● **Parts of the exercise**:
1. Answer these questions from the abstract on ChatGPT's biomedical knowledge:
(a) On what date was it published?
(b) What accuracy range is reported for identifying drug names?
(c) What literature coverage range do symptom-related associations show?
2. The abstract on ChatGPT's biomedical knowledge reports identification accuracy for several kinds of terms. List every kind with its accuracy range.

● **Text segment**:
■ ■ ■ ■ ■ ■ ■

From Knowledge Generation to Knowledge Verification: Examining the BioMedical Generative Capabilities of ChatGPT
Journal:
arXiv
Published Date:
Feb 20, 2025
Abstract
The generative capabilities of LLM models offer opportunities for
accelerating tasks but raise concerns about the authenticity of the knowledge
they produce. To address these concerns, we present a computational approach
that evaluates the factual accuracy of biomedical knowledge generated by an
LLM. Our approach consists of two processes: generating disease-centric
associations and verifying these associations using the semantic framework of
biomedical ontologies. Using ChatGPT as the selected LLM, we designed
prompt-engineering processes to establish linkages between diseases and related
drugs, symptoms, and genes, and assessed consistency across multiple ChatGPT
models (e.g., GPT-turbo, GPT-4, etc.). Experimental results demonstrate high
accuracy in identifying disease terms (88%-97%), drug names (90%-91%), and
genetic information (88%-98%). However, symptom term identification was notably
lower (49%-61%), due to the informal and verbose nature of symptom
descriptions, which hindered effective semantic matching with the formal
language of specialized ontologies. Verification of associations reveals
literature coverage rates of 89%-91% for disease-drug and disease-gene pairs,
while symptom-related associations exhibit lower coverage (49%-62%).

■ ■ ■ ■ ■ ■ ■

● **Entries shown**:

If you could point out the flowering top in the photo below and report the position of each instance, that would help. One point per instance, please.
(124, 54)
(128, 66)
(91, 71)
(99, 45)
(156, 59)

■ ■ ■ ■ ■ ■ ■

● **Solutions for each task**:
1.
(a) Feb 20, 2025
(b) 90%-91%
(c) 49%-62%

2.
- Disease terms: 88%-97%
- Drug names: 90%-91%
- Genetic information: 88%-98%
- Symptom terms: 49%-61%